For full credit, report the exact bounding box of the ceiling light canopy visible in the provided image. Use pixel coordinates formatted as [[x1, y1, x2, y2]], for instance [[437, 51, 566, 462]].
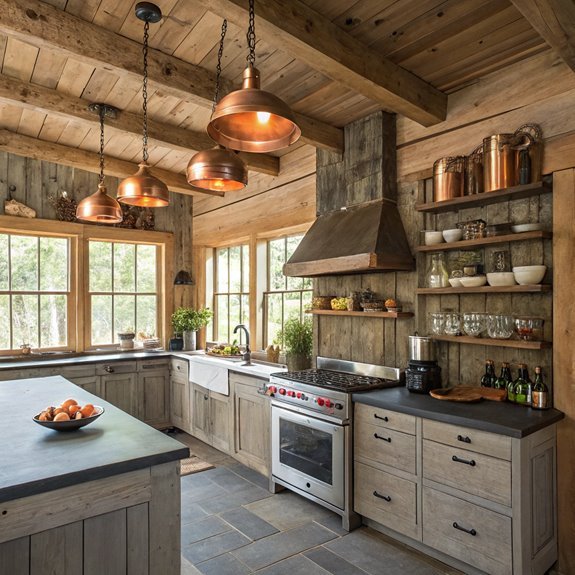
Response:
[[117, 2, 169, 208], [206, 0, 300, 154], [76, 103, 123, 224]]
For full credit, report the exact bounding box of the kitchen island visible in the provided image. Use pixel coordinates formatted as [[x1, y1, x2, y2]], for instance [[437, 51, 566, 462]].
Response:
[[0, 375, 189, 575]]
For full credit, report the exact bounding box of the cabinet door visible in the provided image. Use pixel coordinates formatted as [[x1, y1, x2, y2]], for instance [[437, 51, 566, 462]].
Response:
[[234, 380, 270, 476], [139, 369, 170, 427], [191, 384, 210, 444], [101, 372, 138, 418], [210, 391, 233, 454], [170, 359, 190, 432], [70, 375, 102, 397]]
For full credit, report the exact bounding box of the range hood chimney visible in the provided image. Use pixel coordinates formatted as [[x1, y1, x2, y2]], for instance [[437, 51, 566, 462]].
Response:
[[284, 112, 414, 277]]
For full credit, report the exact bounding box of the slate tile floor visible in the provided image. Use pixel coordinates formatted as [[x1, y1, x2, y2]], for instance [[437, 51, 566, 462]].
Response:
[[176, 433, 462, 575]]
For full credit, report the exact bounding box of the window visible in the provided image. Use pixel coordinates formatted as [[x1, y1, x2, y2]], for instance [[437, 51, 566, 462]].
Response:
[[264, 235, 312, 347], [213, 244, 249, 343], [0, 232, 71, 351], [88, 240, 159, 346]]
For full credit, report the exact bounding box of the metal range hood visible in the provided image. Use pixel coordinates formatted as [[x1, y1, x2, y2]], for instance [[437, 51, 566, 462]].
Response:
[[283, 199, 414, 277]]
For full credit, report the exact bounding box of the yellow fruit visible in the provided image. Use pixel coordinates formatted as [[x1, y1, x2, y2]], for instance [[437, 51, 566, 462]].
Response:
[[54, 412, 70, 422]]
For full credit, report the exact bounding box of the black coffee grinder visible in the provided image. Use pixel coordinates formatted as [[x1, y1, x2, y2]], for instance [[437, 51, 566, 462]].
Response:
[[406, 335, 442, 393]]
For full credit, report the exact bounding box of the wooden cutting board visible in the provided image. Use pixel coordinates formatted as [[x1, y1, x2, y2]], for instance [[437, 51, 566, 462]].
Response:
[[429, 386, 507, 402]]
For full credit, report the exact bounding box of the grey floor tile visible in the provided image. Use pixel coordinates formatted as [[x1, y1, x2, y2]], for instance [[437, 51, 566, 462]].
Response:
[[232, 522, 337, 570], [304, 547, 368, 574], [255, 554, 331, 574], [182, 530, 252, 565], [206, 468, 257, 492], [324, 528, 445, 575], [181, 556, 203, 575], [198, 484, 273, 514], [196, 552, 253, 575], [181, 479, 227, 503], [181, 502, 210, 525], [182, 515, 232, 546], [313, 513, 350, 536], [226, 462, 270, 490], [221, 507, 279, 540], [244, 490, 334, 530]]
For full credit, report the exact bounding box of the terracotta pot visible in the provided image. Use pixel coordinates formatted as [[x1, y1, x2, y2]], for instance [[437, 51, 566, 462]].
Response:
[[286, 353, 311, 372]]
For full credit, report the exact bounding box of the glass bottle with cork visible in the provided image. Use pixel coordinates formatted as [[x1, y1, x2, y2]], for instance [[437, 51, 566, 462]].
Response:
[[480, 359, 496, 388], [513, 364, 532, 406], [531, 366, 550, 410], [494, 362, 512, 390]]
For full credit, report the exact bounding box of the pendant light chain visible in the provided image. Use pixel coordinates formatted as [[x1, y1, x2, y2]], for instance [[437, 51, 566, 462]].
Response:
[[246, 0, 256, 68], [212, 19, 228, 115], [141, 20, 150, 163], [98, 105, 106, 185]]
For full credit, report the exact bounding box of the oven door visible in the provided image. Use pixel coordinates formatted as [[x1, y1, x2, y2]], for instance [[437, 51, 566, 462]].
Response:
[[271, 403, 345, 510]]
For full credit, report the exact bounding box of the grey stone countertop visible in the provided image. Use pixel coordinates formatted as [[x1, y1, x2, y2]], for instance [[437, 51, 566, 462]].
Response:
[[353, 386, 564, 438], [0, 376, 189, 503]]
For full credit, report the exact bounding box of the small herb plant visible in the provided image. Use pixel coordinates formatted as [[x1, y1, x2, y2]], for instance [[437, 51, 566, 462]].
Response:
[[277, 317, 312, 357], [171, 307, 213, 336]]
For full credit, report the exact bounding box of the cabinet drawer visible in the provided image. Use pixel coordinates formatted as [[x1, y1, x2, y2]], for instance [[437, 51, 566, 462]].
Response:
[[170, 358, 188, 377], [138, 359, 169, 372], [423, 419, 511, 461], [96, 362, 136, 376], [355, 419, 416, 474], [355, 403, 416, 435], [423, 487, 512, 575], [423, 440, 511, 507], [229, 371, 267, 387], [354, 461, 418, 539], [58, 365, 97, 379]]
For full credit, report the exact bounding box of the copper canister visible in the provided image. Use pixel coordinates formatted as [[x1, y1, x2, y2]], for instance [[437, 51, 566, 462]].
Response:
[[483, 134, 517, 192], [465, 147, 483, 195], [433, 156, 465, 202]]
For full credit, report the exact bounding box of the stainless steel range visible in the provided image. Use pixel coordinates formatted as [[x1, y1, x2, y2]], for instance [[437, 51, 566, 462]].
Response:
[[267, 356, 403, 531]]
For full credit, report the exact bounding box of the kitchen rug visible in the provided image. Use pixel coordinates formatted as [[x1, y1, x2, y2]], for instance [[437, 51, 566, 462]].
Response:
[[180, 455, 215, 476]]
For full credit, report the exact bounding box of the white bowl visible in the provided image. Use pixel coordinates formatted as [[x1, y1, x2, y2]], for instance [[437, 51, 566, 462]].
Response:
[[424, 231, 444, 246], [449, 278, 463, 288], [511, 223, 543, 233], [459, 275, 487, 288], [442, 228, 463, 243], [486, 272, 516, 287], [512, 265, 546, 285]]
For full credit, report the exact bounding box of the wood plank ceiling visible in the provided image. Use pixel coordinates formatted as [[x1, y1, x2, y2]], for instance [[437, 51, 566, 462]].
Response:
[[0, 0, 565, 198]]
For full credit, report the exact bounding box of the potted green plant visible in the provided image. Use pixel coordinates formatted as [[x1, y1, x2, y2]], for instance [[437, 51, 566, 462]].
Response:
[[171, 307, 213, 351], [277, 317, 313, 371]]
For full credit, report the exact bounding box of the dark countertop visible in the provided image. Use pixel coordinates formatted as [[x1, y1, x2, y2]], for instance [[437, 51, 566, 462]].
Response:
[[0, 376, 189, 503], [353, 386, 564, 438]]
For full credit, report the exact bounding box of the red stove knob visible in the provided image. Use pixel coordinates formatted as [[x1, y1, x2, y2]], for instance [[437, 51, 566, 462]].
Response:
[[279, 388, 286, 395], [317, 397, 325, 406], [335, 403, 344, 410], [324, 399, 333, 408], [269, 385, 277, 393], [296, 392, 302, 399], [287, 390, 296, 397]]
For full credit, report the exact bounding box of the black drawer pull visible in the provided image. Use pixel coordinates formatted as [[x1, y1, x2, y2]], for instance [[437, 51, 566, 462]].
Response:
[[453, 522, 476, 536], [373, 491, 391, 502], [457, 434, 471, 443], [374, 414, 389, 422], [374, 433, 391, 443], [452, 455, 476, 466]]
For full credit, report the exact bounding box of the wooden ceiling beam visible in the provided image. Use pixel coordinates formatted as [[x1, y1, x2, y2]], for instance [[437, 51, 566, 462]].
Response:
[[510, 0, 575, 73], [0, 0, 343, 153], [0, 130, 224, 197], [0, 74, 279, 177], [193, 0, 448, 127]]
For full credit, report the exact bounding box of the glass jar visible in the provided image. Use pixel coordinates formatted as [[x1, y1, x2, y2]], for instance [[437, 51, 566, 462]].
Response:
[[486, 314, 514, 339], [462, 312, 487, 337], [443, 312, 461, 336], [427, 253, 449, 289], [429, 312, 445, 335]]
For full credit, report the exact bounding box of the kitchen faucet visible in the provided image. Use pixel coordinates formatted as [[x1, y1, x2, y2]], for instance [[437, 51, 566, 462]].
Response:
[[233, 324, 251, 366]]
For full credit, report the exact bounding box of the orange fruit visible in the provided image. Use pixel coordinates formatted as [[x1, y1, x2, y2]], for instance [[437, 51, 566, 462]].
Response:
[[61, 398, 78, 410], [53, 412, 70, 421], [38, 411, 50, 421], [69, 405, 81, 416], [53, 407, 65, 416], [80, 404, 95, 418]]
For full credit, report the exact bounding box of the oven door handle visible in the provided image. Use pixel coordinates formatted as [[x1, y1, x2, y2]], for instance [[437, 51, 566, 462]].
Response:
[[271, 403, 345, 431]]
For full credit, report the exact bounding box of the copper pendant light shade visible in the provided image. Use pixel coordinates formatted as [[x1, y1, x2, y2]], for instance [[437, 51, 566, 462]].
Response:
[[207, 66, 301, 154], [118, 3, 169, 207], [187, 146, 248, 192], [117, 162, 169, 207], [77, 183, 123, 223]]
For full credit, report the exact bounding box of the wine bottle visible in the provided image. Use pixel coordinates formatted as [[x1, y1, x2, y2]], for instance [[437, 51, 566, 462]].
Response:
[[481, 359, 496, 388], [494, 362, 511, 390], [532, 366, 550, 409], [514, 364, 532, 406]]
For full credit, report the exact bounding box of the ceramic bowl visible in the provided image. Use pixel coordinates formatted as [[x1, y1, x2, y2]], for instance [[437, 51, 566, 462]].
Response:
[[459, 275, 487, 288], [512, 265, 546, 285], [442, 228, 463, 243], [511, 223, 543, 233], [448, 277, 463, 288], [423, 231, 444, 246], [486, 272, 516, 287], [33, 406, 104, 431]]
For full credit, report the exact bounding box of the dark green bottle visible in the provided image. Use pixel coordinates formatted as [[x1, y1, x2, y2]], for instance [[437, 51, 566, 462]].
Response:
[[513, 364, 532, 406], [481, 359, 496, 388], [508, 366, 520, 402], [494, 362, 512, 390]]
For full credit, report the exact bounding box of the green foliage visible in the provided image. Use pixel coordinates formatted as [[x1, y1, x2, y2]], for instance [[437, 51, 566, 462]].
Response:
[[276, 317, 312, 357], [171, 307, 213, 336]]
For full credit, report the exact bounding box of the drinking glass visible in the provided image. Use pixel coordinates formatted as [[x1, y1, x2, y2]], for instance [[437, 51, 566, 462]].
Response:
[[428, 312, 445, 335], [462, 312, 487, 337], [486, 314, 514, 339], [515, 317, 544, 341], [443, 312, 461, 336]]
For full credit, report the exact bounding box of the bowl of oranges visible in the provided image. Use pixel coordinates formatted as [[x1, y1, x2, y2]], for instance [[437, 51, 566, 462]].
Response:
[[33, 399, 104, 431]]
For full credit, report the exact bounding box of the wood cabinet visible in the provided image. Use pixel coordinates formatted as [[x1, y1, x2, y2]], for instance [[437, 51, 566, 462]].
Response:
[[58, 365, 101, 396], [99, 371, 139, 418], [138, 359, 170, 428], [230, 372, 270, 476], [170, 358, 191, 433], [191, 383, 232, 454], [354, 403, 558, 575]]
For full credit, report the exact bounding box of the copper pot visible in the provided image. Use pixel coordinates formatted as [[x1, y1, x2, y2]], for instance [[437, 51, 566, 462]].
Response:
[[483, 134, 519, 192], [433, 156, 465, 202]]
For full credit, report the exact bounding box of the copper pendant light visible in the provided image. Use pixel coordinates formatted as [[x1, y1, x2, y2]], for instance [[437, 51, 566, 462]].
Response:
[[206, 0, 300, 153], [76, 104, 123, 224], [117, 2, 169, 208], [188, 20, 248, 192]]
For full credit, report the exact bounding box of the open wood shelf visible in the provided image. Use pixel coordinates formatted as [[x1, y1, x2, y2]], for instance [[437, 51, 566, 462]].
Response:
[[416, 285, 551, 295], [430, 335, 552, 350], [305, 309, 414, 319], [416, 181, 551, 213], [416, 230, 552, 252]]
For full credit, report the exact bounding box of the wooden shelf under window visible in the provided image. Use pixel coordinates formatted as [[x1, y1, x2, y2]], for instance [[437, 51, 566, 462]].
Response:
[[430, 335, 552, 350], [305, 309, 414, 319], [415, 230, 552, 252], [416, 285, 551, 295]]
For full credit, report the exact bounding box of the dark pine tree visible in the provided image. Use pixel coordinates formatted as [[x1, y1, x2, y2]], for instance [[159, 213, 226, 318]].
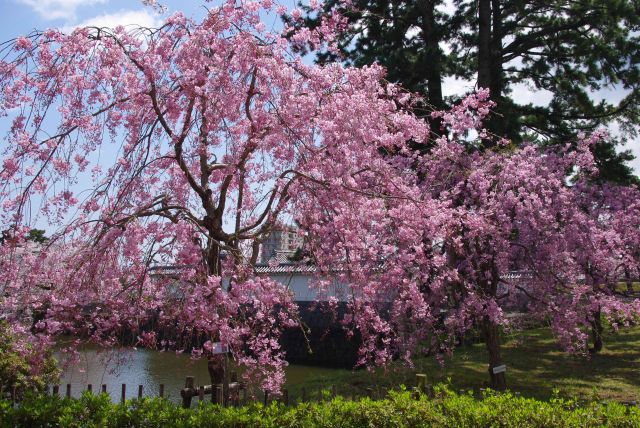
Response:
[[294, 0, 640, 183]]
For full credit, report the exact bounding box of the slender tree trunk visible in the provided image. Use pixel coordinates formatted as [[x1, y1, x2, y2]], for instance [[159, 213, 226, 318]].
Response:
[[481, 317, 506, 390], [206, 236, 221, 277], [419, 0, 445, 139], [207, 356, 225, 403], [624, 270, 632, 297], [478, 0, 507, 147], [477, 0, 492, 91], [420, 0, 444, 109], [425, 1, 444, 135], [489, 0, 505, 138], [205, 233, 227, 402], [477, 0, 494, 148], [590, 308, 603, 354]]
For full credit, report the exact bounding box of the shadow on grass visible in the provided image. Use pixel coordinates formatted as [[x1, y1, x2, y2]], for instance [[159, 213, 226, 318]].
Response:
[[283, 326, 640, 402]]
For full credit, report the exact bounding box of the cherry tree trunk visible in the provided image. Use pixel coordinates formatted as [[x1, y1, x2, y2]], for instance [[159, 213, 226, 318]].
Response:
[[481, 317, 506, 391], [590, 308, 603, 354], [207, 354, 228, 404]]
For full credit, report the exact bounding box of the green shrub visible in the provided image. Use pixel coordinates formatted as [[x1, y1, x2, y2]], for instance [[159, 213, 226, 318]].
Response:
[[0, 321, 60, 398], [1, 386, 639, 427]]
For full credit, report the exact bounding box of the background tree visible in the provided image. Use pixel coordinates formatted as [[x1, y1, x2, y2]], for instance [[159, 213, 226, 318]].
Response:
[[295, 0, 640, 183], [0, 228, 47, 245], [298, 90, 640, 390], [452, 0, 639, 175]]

---*---

## PROBLEM DETAILS
Copy each line above where the string "pendant" occurs.

## WRITTEN ANSWER
For full credit, report the exact bounding box of the pendant light chain visible in the provided image. Use pixel coordinates formatted as [[x1, y1, x2, y2]], for instance [[437, 51, 566, 462]].
For full credit, report the exact bounding box of the copper pendant light shade visible in the provided image. Use pixel coordinates formatted as [[x1, y1, x2, y2]], for instance [[437, 51, 566, 462]].
For full credit, report the exact bounding box of the copper pendant light visible in the provided image. Use pixel coordinates formatted as [[x1, y1, x2, y2]], for instance [[437, 51, 566, 462]].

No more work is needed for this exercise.